Lay out the records below as a JSON list of strings, one string per line, for all of the records. Skip blank lines and leave the pictures out.

Image boundary annotation data:
-- -- --

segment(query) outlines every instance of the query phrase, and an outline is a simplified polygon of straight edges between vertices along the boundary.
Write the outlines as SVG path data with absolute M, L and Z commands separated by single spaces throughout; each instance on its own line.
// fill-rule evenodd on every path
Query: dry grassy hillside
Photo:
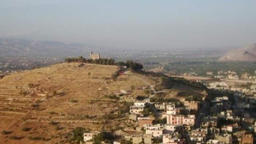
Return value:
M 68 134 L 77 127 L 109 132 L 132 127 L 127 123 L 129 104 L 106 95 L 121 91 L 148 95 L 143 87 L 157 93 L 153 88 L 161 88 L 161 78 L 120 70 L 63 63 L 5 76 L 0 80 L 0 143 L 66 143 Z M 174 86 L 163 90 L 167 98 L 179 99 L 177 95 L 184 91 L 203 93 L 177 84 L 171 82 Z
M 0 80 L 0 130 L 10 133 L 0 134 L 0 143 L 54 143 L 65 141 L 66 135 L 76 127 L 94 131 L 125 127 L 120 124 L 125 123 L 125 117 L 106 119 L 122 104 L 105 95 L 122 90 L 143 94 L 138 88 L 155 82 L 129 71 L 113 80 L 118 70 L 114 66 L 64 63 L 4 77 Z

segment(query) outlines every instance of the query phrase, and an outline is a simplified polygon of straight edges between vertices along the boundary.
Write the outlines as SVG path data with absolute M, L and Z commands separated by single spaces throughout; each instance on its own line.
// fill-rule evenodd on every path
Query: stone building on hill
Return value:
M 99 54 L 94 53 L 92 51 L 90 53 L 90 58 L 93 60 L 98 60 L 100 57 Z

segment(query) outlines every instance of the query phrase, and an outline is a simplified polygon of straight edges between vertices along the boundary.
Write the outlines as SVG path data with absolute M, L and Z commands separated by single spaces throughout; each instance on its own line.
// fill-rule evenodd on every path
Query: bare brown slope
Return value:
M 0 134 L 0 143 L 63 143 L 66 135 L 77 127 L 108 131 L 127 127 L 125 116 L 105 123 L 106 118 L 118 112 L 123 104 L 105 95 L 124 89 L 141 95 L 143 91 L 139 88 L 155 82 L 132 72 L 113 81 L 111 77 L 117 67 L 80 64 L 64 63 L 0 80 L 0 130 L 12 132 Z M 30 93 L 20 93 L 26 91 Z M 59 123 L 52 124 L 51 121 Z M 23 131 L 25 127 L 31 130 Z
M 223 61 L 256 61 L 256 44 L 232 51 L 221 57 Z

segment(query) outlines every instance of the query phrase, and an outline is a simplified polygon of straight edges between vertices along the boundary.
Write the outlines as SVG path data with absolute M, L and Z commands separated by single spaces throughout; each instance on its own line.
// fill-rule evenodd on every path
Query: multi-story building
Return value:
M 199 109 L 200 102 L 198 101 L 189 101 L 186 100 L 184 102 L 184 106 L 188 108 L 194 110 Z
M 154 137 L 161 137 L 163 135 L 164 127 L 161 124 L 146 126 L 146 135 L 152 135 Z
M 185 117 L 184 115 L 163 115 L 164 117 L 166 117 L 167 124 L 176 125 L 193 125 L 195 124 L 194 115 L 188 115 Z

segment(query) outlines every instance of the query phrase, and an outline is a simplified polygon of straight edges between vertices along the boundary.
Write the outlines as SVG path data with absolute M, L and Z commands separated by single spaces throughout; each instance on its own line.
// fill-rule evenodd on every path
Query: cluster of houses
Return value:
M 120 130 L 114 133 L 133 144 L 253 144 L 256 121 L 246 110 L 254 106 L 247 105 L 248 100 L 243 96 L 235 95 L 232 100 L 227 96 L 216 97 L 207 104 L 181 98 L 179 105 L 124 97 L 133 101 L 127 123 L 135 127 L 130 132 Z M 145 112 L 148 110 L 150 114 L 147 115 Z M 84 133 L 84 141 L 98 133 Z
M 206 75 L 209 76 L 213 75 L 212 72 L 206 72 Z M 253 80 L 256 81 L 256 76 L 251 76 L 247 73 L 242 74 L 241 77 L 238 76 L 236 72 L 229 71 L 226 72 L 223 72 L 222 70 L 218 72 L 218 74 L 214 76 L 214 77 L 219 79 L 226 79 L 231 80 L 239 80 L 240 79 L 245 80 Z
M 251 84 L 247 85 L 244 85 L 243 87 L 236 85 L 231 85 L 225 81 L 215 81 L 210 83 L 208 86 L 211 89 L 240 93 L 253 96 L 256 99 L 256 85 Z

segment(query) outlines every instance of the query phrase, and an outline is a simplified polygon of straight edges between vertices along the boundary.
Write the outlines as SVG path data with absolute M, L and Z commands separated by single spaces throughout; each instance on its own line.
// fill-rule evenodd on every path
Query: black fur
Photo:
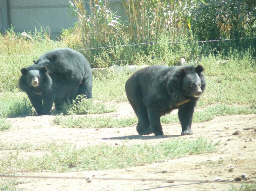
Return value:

-- -- --

FULL OUTPUT:
[
  "segment(query) outlines every instance of the query phrase, and an outline is a simplified polygon of straight edges between vertices along the boundary.",
  "Write the outlines as SVG path data with absolute M, L and Z commands separated by single spaces throughout; each instance on its own line.",
  "// fill-rule evenodd on every path",
  "Query: dry grassy hillside",
  "Photo:",
  "Return value:",
  "M 68 134 L 77 127 L 109 132 L 132 127 L 127 123 L 129 104 L 106 95 L 121 91 L 148 95 L 143 87 L 157 93 L 153 88 L 161 88 L 161 78 L 120 70 L 63 63 L 5 76 L 0 80 L 0 143 L 66 143 Z M 174 86 L 163 90 L 167 98 L 179 99 L 177 95 L 184 91 L 203 93 L 177 84 L 171 82 Z",
  "M 0 80 L 0 130 L 10 133 L 0 134 L 0 143 L 54 143 L 65 141 L 66 135 L 76 127 L 94 131 L 125 127 L 120 124 L 125 123 L 125 117 L 106 119 L 122 104 L 105 95 L 122 90 L 143 94 L 138 88 L 155 82 L 129 71 L 113 80 L 118 70 L 114 66 L 64 63 L 4 77 Z",
  "segment(query) outlines every instance of the query phrase, and an outline is a simplified polygon of straight edges between vertices along the boundary.",
  "Write the outlines as SVG path data with absolute M, L and Z commands separated by single spaces throughout; each instance on its own line.",
  "// fill-rule evenodd on every path",
  "Query: stone building on hill",
  "Return value:",
  "M 99 54 L 94 53 L 92 51 L 90 53 L 90 58 L 93 60 L 98 60 L 100 57 Z",
  "segment(query) outlines every instance of the query phrase, and an outline is a simplified polygon of straight edges between vertices along the boundary.",
  "Write the outlines as SVG path data with absolute M, L and Z commands separated by single spaces throughout; each instance on its own line.",
  "// fill-rule evenodd on every path",
  "Query: bare brown slope",
  "Return value:",
  "M 0 134 L 0 143 L 63 143 L 66 135 L 77 127 L 108 131 L 127 127 L 125 116 L 105 123 L 106 118 L 118 112 L 123 104 L 105 95 L 124 89 L 141 95 L 143 91 L 139 88 L 155 82 L 132 72 L 113 81 L 111 77 L 117 67 L 80 64 L 64 63 L 0 80 L 0 130 L 12 132 Z M 30 93 L 20 93 L 26 91 Z M 59 123 L 52 124 L 51 121 Z M 23 131 L 25 127 L 31 130 Z",
  "M 223 61 L 256 61 L 256 44 L 232 51 L 221 57 Z",
  "segment(query) outlines every instance of the query phrase, and an outline is a simplified polygon of straight edges between vertices along the boundary.",
  "Write the outlines as SVG path data with absolute M, L and Z commands separated by single spaces throughout; each instance on its own line.",
  "// fill-rule evenodd on every path",
  "Query: multi-story building",
  "Return value:",
  "M 199 109 L 200 102 L 198 101 L 189 101 L 186 100 L 184 102 L 184 106 L 188 108 L 194 110 Z",
  "M 154 137 L 161 137 L 163 135 L 164 127 L 161 124 L 146 126 L 146 135 L 152 135 Z",
  "M 185 117 L 184 115 L 163 115 L 164 117 L 166 117 L 167 124 L 176 125 L 193 125 L 195 124 L 194 115 L 188 115 Z",
  "segment(query) outlines every instance of the query phrase, and an outline is a simplified polygon of straight edges between vertices along the boundary.",
  "Write the outlines as SVG path data with absolute M, L and Z commands separated by single spaces throughout; each instance on its own line.",
  "// fill-rule evenodd on every path",
  "Query: cluster of houses",
  "Return value:",
  "M 120 130 L 114 133 L 133 144 L 253 144 L 256 121 L 246 110 L 254 106 L 247 105 L 248 100 L 243 96 L 235 95 L 232 100 L 227 96 L 216 97 L 207 104 L 181 98 L 179 105 L 124 97 L 133 101 L 127 123 L 135 127 L 130 132 Z M 145 112 L 148 110 L 150 114 L 147 115 Z M 84 133 L 84 141 L 98 133 Z",
  "M 206 75 L 209 76 L 213 75 L 212 72 L 206 72 Z M 253 80 L 256 81 L 256 76 L 251 76 L 247 73 L 242 74 L 241 77 L 238 76 L 236 72 L 229 71 L 226 72 L 223 72 L 222 70 L 218 72 L 218 74 L 214 76 L 214 77 L 219 79 L 226 79 L 231 80 L 239 80 L 240 79 L 245 80 Z",
  "M 251 84 L 247 85 L 244 85 L 243 87 L 236 85 L 231 85 L 225 81 L 215 81 L 210 83 L 208 86 L 211 89 L 240 93 L 253 96 L 256 99 L 256 85 Z",
  "segment(query) outlines every instance of the query phrase, and an outline is a simplified polygon of straight edges between vertices along the boundary.",
  "Write the outlines as SVG path data with absolute M, L and Z commands separated by single spaces throughout; each instance on its own line.",
  "// fill-rule evenodd on every path",
  "Query: black fur",
  "Photo:",
  "Return value:"
]